The problem → Return all of the records exactly.

Stored data entries
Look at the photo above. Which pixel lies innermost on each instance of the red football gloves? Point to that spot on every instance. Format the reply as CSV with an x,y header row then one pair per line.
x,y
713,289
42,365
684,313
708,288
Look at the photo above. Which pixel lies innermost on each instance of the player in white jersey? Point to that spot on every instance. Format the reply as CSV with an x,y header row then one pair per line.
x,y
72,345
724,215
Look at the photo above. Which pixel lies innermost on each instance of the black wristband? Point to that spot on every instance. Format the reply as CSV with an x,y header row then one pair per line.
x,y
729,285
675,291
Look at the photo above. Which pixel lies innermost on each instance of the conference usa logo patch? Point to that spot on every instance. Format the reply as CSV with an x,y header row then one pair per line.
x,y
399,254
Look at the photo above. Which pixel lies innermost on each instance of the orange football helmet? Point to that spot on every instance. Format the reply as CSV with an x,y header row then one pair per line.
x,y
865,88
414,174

Your solution →
Look at the photo above. Which pixel lies innermost on each instance of the red football gloves? Point to that spot on every instance. Format the reply as CSV with an x,y header row then one pair per line.
x,y
713,289
42,365
684,313
708,288
Look at the photo above. Which pixel lies innermost on each instance of the player in white jersey? Point to that spot on every instance. Format the reply as CSV with an x,y header row then one pair per line.
x,y
72,345
724,215
Look at the photo above. Which pixel lies innermost on each instance of the black wristband? Point to that spot on every instance. Format the reply as CSV with an x,y header row then one pair per line.
x,y
729,285
675,291
Look at the photo above. Which pixel lies innermost on each instance of the conference usa logo patch? Point to that spot on every instance. Format the reply as CSV with an x,y header row then one pair per line.
x,y
399,254
Look at the photo above. Which pixel lies innermost on each instance of the orange football helmet? Point to that spot on every instance. Format the reply as CSV with an x,y header row then one pair per line.
x,y
865,88
414,174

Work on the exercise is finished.